>> begin
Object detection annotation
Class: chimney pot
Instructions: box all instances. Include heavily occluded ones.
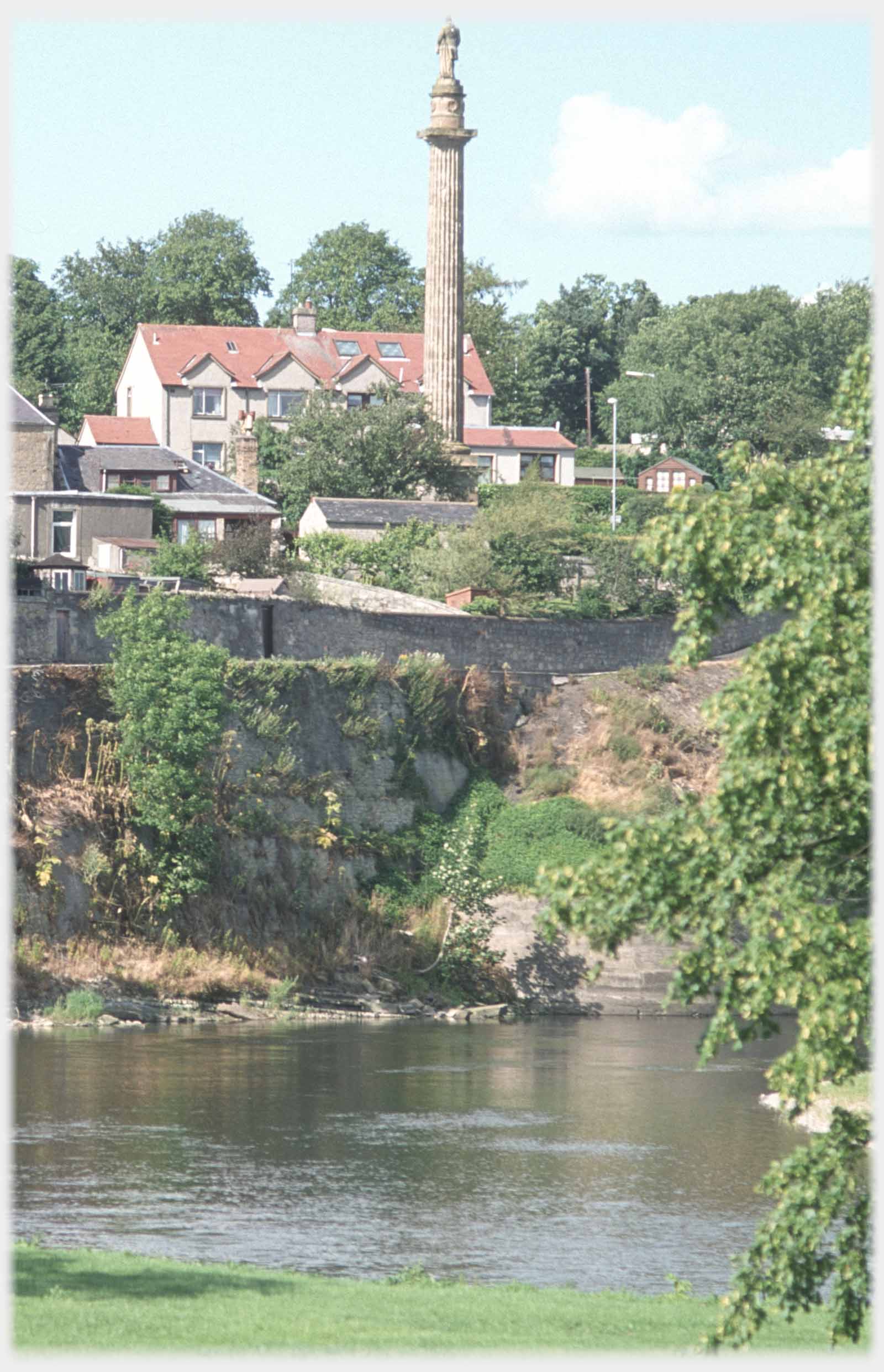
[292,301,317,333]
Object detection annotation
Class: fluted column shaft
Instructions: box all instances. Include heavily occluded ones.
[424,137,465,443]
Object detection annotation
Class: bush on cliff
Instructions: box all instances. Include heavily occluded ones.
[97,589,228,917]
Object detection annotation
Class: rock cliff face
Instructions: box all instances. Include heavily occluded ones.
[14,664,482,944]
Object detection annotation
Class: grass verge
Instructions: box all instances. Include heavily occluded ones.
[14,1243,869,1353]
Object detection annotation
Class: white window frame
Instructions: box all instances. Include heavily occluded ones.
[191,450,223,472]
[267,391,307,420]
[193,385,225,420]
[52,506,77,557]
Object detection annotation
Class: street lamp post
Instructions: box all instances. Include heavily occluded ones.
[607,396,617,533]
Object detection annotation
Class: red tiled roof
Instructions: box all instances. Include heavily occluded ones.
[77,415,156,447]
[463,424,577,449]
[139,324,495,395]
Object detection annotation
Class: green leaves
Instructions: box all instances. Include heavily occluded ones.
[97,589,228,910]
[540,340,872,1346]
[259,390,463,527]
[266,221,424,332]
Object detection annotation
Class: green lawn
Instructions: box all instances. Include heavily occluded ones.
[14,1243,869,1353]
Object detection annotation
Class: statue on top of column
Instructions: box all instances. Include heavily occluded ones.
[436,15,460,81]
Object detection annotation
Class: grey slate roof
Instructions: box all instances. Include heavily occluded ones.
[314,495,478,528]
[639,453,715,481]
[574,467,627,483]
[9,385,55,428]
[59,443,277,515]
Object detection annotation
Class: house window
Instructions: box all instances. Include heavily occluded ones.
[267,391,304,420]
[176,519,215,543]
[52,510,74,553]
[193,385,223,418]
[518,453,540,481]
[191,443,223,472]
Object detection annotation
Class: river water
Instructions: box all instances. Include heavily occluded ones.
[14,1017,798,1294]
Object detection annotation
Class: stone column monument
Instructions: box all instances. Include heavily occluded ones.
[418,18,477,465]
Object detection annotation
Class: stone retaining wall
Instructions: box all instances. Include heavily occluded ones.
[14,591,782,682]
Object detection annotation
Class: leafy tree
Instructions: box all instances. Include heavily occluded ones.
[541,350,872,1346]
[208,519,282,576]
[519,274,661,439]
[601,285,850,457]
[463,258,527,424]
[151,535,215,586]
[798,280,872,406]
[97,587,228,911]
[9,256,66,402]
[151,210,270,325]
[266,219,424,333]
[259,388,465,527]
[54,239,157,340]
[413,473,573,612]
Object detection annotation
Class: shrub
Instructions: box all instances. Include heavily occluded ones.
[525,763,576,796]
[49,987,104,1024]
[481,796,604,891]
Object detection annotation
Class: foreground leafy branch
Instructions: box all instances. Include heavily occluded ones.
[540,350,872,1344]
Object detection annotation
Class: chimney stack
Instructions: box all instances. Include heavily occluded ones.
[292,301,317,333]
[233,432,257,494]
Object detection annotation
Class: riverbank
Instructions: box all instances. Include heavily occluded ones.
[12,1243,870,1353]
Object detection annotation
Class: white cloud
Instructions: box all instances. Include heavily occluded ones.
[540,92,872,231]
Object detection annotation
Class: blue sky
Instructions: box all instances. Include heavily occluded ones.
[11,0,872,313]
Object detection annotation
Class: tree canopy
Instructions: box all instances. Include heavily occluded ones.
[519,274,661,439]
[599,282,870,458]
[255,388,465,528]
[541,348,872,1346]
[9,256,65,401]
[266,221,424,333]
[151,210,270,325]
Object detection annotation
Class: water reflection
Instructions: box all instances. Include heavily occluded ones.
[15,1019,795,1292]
>> end
• _Task requirements_: Make a verbatim copy of all the entries and strip out the pictures.

• _Finished task_:
Object detection annotation
Class: chimney pot
Instructions: box all instances. Include heavily occluded ones.
[292,301,317,333]
Object detection annotation
Class: fluted column shaft
Instructions: box all instances. Include heavily occluded ones.
[424,137,465,443]
Object detection annotation
Class: bush on cliff
Instructions: box all instances. Include heavily occluded ones.
[97,589,228,917]
Object detection annotation
Class: rock cliff face
Instructions: box all instances. Include heavily occluded ones.
[14,664,482,944]
Object detection annotation
Class: grass verge
Instructions: box all instances. Include heavily occluded ones.
[14,1243,869,1353]
Object detection annotation
Class: white window frame
Instructions: box all instances. Include heavily occluded ones.
[191,450,223,472]
[267,391,307,420]
[193,385,225,420]
[52,506,77,557]
Object detection annotation
Class: street lamp post
Instructions: box all instances. Include heavily occluded ones.
[607,396,617,533]
Object detection annotation
Class: red tiled roof
Instructions: box all instances. Include heavily occluded ones.
[77,415,156,447]
[463,424,577,449]
[139,324,495,395]
Object detection annotation
Class: green leaves
Instructions: box all instances. Include heavily occluded ones.
[97,589,228,910]
[540,340,872,1346]
[259,390,463,527]
[266,221,424,332]
Object detection annotation
Class: green lawn
Instructions: box all instances. Include heavily occluded ones.
[14,1243,869,1353]
Object detection annotation
Class: statue on top of column
Instructions: box all instances. Include heavily occluded ones.
[436,15,460,81]
Object detection annotation
Class: grey slate roof
Instructions: box all instances. Include heavily occluded ones.
[314,495,478,528]
[639,453,715,481]
[574,467,627,483]
[9,385,55,428]
[59,443,277,515]
Object detection annotation
Class: house window
Instructions: box all instances. Include heavily occluded ones.
[267,391,304,420]
[176,519,215,543]
[52,510,74,553]
[193,385,223,418]
[518,453,540,481]
[191,443,223,472]
Object detection annotation
Class: river water
Instructions: box all instances. Include heavily occluded ones.
[14,1017,798,1294]
Object detection annotation
Class: stone column monument
Instructions: box all instances. Include heavily occluded ones.
[418,18,477,465]
Object detection annotation
Class: stone retaining wall
Instructions: box all instances. Include heavily occluded ones.
[14,591,782,682]
Object detection annotation
Class: leafy tree
Instructions: box all instances. Include heavily occluded ones.
[541,350,872,1346]
[208,519,282,576]
[519,274,661,439]
[601,285,850,457]
[463,258,527,424]
[151,535,215,586]
[798,280,872,406]
[97,587,228,911]
[9,256,66,402]
[151,210,270,325]
[266,219,424,333]
[259,388,465,527]
[54,239,157,340]
[413,473,573,612]
Object detection annotation
Class: shrub
Instructions: box all instances. Include heavily occluded ones.
[525,763,576,796]
[49,987,104,1024]
[481,796,604,891]
Object detection annotation
Class: foreground leafy branch
Instructions: box all instances. Include heavily occluded ones.
[540,350,872,1344]
Object detection annotation
Class: chimney stack
Instructions: box all instances. Include heavily occluded ones.
[292,301,317,333]
[233,432,257,494]
Object detection annotation
Class: riverbank
Instructions: box all instances. Include heavily occluded ones.
[12,1243,870,1353]
Object detection annotation
Class: white cloud
Instructions: box all instances. Include heavily occluded ones.
[540,92,872,231]
Object detection annotation
Class: blue sky
Instructions: box all instances. Include heavily occluded ones.
[11,0,872,313]
Object detection annotation
Class: tree canopy
Instructions: box all instances. Include heavily occluded ones.
[519,274,661,439]
[599,282,870,458]
[255,388,465,528]
[541,348,872,1346]
[9,256,65,401]
[266,221,424,333]
[151,210,270,325]
Object detection annotation
Class: water reflection
Instructions: box all instances. Include heavily occluded ones.
[15,1019,795,1292]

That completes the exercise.